→ WHAT THIS TASK INVOLVES
Extract the data exactly, missing nothing.

→ TASK INPUTS
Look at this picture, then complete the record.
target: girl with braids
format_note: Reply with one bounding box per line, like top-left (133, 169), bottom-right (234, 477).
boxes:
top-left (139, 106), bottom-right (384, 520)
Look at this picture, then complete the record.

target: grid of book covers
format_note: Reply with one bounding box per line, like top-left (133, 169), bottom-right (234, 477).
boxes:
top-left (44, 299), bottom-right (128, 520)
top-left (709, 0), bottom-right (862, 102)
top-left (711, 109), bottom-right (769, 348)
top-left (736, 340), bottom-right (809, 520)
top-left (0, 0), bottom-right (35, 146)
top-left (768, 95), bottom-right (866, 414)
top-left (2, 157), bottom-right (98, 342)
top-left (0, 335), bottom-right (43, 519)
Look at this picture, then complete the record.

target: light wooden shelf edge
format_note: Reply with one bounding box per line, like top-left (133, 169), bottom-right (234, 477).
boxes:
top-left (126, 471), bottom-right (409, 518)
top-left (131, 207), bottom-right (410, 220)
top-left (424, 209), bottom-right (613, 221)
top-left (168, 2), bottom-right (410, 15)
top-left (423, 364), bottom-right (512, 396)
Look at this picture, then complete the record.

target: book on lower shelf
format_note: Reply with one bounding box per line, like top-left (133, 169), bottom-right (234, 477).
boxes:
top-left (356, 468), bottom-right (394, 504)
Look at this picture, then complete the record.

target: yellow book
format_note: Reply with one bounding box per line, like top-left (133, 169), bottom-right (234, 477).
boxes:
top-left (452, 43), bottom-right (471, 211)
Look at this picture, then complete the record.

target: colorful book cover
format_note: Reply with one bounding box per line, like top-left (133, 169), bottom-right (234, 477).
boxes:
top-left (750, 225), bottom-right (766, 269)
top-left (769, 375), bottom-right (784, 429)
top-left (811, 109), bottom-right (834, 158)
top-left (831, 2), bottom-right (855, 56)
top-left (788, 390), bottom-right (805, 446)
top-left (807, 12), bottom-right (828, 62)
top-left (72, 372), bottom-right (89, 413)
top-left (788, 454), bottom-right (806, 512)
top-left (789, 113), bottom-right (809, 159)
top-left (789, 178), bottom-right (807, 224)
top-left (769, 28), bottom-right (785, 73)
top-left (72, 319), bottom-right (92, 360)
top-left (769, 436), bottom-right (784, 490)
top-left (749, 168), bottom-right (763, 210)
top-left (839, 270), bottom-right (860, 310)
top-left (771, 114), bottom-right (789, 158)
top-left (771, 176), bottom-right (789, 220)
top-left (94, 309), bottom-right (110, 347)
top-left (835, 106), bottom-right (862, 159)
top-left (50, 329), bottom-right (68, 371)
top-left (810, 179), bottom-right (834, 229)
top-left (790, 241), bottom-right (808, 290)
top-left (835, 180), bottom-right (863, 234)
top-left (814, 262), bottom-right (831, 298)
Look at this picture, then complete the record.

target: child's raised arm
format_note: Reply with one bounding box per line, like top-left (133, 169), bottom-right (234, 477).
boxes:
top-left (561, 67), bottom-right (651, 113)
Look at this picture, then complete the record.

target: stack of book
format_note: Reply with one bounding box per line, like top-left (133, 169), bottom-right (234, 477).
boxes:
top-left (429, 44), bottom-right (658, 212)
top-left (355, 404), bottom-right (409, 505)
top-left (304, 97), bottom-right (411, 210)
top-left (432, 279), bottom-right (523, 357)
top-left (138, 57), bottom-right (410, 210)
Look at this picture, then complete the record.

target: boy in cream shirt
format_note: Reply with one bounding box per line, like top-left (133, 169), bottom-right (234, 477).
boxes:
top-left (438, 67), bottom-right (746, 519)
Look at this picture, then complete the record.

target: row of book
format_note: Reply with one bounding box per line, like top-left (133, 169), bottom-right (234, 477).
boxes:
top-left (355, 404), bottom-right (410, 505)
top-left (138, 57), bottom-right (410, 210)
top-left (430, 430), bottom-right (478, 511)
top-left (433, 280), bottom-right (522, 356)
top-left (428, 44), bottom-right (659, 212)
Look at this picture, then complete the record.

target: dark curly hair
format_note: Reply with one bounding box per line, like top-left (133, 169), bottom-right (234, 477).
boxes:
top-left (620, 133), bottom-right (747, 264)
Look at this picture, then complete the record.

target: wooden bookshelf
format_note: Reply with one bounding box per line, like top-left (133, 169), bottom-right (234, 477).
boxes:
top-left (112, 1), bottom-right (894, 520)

→ SOLUTION TO THE PROBLEM
Look at this picture, then complete the record.
target: girl with braids
format_note: Reply with one bounding box per line, like top-left (133, 169), bottom-right (234, 477).
boxes:
top-left (139, 106), bottom-right (384, 520)
Look at this picture, then complete the record.

target: grid of book covers
format_note: Reply with one bounding box per line, like top-left (133, 169), bottom-right (234, 477).
boxes:
top-left (44, 299), bottom-right (128, 520)
top-left (709, 0), bottom-right (862, 102)
top-left (711, 109), bottom-right (769, 348)
top-left (736, 340), bottom-right (809, 520)
top-left (0, 0), bottom-right (35, 146)
top-left (768, 95), bottom-right (866, 414)
top-left (2, 157), bottom-right (98, 342)
top-left (0, 335), bottom-right (43, 519)
Look at this picture, then complete the record.

target: light wooden shelf edge
format_note: Reply with one bounding box per line, like top-left (133, 169), bottom-right (234, 477).
boxes:
top-left (126, 471), bottom-right (409, 518)
top-left (131, 207), bottom-right (410, 220)
top-left (424, 209), bottom-right (613, 221)
top-left (168, 2), bottom-right (410, 15)
top-left (423, 364), bottom-right (512, 396)
Look at this picture, then complete the record.

target: book on lower shelf
format_note: Reply with one bounding box per line, like top-left (133, 169), bottom-right (234, 477).
boxes:
top-left (356, 468), bottom-right (394, 504)
Look at this picture, then complete the record.

target: yellow book
format_note: Reply with one bounding box per line, like top-left (133, 169), bottom-right (234, 477).
boxes:
top-left (452, 43), bottom-right (471, 211)
Look at this picture, then complete the record.

target: colorful book cover
format_note: Reply with one bounding box per line, like top-left (133, 169), bottom-right (234, 477).
boxes:
top-left (750, 225), bottom-right (766, 269)
top-left (769, 375), bottom-right (784, 429)
top-left (811, 109), bottom-right (834, 158)
top-left (831, 2), bottom-right (855, 56)
top-left (788, 390), bottom-right (805, 446)
top-left (807, 12), bottom-right (828, 62)
top-left (72, 372), bottom-right (89, 413)
top-left (788, 454), bottom-right (806, 512)
top-left (789, 113), bottom-right (809, 159)
top-left (789, 178), bottom-right (807, 224)
top-left (769, 28), bottom-right (785, 73)
top-left (72, 319), bottom-right (92, 360)
top-left (769, 436), bottom-right (784, 490)
top-left (749, 168), bottom-right (763, 210)
top-left (839, 270), bottom-right (860, 310)
top-left (771, 114), bottom-right (789, 158)
top-left (771, 176), bottom-right (789, 220)
top-left (94, 309), bottom-right (110, 347)
top-left (835, 106), bottom-right (862, 159)
top-left (50, 329), bottom-right (68, 371)
top-left (810, 179), bottom-right (834, 229)
top-left (790, 241), bottom-right (808, 290)
top-left (835, 180), bottom-right (863, 234)
top-left (814, 262), bottom-right (831, 298)
Look at this picture, then complete the record.

target: child's raised arm
format_note: Reply with one bounding box per line, like top-left (133, 169), bottom-right (234, 477).
boxes:
top-left (561, 67), bottom-right (651, 113)
Look at this picture, then complete the record.

target: stack of book
format_note: Reply with one bounding box per line, like top-left (133, 169), bottom-right (234, 477).
boxes:
top-left (429, 44), bottom-right (658, 212)
top-left (355, 404), bottom-right (409, 505)
top-left (304, 97), bottom-right (411, 210)
top-left (432, 279), bottom-right (523, 357)
top-left (138, 57), bottom-right (410, 210)
Look at this picture, then complete the record.

target: boy in cream shirt
format_note: Reply with one bounding box per line, like top-left (133, 169), bottom-right (234, 477).
boxes:
top-left (438, 67), bottom-right (746, 519)
Look at this picture, then complete the record.

target: row of book
format_note: Reply with one bounding box per line, like top-left (133, 169), bottom-right (234, 477).
boxes:
top-left (355, 404), bottom-right (410, 505)
top-left (138, 57), bottom-right (410, 210)
top-left (430, 430), bottom-right (478, 511)
top-left (433, 280), bottom-right (522, 356)
top-left (428, 44), bottom-right (659, 212)
Look at this picture, then complete the record.

target: dark curly hair
format_note: Reply with one bounding box per line, like top-left (133, 169), bottom-right (234, 477).
boxes:
top-left (620, 133), bottom-right (747, 264)
Look at this picture, then complete the record.

target: wooden bookshelf
format_note: Reply with one bounding box per line, like top-left (133, 169), bottom-right (234, 477).
boxes:
top-left (112, 1), bottom-right (894, 520)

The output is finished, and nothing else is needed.